§ **Excerpted records**
[Start of Attachment]
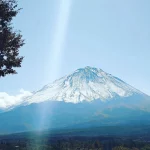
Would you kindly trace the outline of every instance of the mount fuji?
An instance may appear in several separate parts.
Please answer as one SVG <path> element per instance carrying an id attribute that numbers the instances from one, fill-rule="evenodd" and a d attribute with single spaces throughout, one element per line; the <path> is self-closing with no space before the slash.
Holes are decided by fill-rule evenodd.
<path id="1" fill-rule="evenodd" d="M 44 86 L 28 97 L 26 102 L 30 104 L 54 100 L 80 103 L 96 99 L 108 101 L 133 95 L 145 94 L 101 69 L 85 67 Z"/>
<path id="2" fill-rule="evenodd" d="M 0 113 L 0 133 L 150 125 L 150 97 L 101 69 L 85 67 Z"/>

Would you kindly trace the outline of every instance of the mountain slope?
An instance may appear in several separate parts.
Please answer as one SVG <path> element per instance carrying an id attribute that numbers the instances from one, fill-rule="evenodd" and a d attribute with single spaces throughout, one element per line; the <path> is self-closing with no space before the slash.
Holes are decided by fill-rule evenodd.
<path id="1" fill-rule="evenodd" d="M 0 113 L 0 134 L 147 126 L 149 116 L 149 96 L 101 69 L 85 67 L 34 92 L 19 106 Z"/>
<path id="2" fill-rule="evenodd" d="M 100 99 L 106 101 L 115 97 L 129 97 L 142 92 L 101 69 L 85 67 L 48 84 L 26 99 L 26 103 L 47 100 L 79 103 Z"/>
<path id="3" fill-rule="evenodd" d="M 150 125 L 150 111 L 141 107 L 141 101 L 145 99 L 130 97 L 105 103 L 95 100 L 76 104 L 47 101 L 20 106 L 0 114 L 0 134 L 45 129 Z M 139 106 L 134 102 L 138 102 Z"/>

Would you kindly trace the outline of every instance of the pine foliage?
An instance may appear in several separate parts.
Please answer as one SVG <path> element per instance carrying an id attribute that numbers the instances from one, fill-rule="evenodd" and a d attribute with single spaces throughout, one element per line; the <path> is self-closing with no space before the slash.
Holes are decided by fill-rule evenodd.
<path id="1" fill-rule="evenodd" d="M 20 9 L 16 0 L 0 0 L 0 77 L 16 74 L 23 60 L 19 49 L 24 45 L 20 31 L 14 31 L 12 19 Z"/>

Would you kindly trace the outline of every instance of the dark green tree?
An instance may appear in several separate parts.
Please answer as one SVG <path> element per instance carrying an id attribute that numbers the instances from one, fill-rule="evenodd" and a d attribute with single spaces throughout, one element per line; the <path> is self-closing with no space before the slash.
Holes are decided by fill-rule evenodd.
<path id="1" fill-rule="evenodd" d="M 16 74 L 23 60 L 19 49 L 24 45 L 20 31 L 14 31 L 12 19 L 20 9 L 16 0 L 0 0 L 0 77 Z"/>

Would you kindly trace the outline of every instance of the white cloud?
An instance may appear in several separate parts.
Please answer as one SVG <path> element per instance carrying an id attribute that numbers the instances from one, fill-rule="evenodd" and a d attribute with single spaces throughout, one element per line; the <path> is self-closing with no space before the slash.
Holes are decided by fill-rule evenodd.
<path id="1" fill-rule="evenodd" d="M 0 108 L 5 109 L 23 102 L 24 98 L 27 96 L 31 96 L 32 93 L 29 91 L 25 91 L 23 89 L 20 90 L 17 95 L 9 95 L 6 92 L 0 92 Z"/>

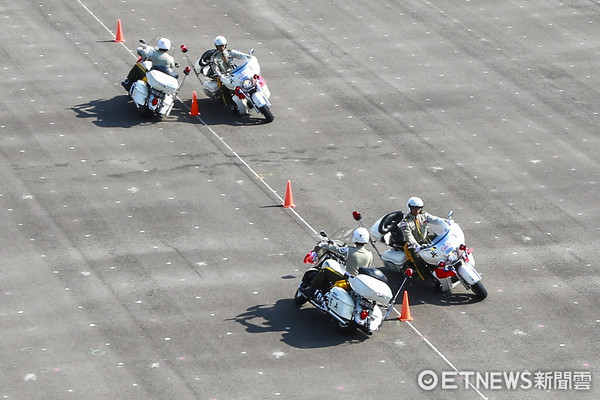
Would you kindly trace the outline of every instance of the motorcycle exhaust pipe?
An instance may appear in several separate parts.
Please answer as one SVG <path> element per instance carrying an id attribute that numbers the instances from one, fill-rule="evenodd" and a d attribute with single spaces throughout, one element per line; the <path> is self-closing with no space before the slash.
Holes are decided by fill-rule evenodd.
<path id="1" fill-rule="evenodd" d="M 346 321 L 345 319 L 343 319 L 339 315 L 335 314 L 333 311 L 330 311 L 327 307 L 321 306 L 320 304 L 318 304 L 314 300 L 309 300 L 309 303 L 312 304 L 313 306 L 315 306 L 316 308 L 318 308 L 319 310 L 324 311 L 328 315 L 332 316 L 335 320 L 337 320 L 337 322 L 339 322 L 340 324 L 342 324 L 344 327 L 346 327 L 346 326 L 349 325 L 348 321 Z"/>

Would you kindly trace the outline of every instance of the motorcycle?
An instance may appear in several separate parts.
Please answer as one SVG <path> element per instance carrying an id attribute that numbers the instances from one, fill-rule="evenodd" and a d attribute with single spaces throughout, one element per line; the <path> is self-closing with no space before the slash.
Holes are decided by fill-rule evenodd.
<path id="1" fill-rule="evenodd" d="M 152 56 L 154 48 L 146 45 L 143 39 L 140 39 L 139 42 L 140 47 L 137 48 L 137 53 L 140 57 L 136 66 L 143 71 L 145 76 L 131 85 L 129 96 L 144 117 L 168 116 L 173 109 L 177 93 L 191 68 L 184 70 L 184 78 L 179 84 L 177 80 L 179 75 L 170 68 L 152 65 L 149 58 Z"/>
<path id="2" fill-rule="evenodd" d="M 181 51 L 185 54 L 188 63 L 200 80 L 204 94 L 215 101 L 222 101 L 219 81 L 210 67 L 211 57 L 217 50 L 205 51 L 195 63 L 192 63 L 187 56 L 188 49 L 185 45 L 181 46 Z M 260 74 L 258 58 L 253 55 L 254 49 L 251 49 L 248 53 L 249 56 L 240 65 L 234 65 L 229 74 L 221 76 L 221 84 L 232 92 L 232 99 L 240 114 L 248 115 L 250 111 L 254 111 L 263 114 L 266 122 L 271 122 L 275 119 L 269 102 L 271 91 L 264 77 Z M 203 81 L 200 75 L 208 79 Z"/>
<path id="3" fill-rule="evenodd" d="M 450 292 L 458 284 L 483 300 L 488 293 L 482 277 L 475 269 L 473 249 L 465 245 L 465 235 L 460 225 L 452 221 L 451 211 L 447 221 L 440 220 L 429 224 L 431 243 L 421 247 L 418 255 L 432 269 L 442 285 L 442 292 Z M 369 229 L 371 235 L 391 248 L 381 254 L 384 265 L 402 271 L 411 266 L 404 252 L 404 239 L 399 224 L 404 217 L 402 211 L 395 211 L 378 219 Z"/>
<path id="4" fill-rule="evenodd" d="M 351 229 L 342 229 L 329 238 L 324 231 L 320 232 L 320 240 L 304 257 L 304 263 L 311 266 L 298 285 L 294 301 L 298 307 L 309 302 L 322 313 L 333 317 L 343 334 L 351 334 L 360 329 L 370 336 L 379 330 L 389 315 L 400 290 L 392 296 L 386 276 L 376 268 L 360 268 L 356 276 L 346 274 L 344 259 L 321 246 L 323 243 L 344 246 L 346 240 L 342 238 L 349 238 L 351 233 Z M 344 278 L 333 282 L 326 290 L 317 290 L 314 296 L 307 298 L 302 290 L 310 286 L 313 278 L 324 267 L 333 269 Z M 382 309 L 387 309 L 385 316 Z"/>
[End of Attachment]
§ **About this exercise**
Among the lines of the material, find those holding the word "trace" and return them.

§ **Finished exercise**
Would you kindly trace the outline of every instance of the mount fuji?
Would you kindly trace the outline of every instance of the mountain slope?
Would you kindly trace the outline of every instance of the pine foliage?
Would you kindly trace the outline of every instance of the dark green tree?
Would you kindly trace the outline of every instance of the white cloud?
Would you kindly trace the outline of every instance of the motorcycle exhaust pipe?
Would you kindly trace the outline of every instance of the motorcycle?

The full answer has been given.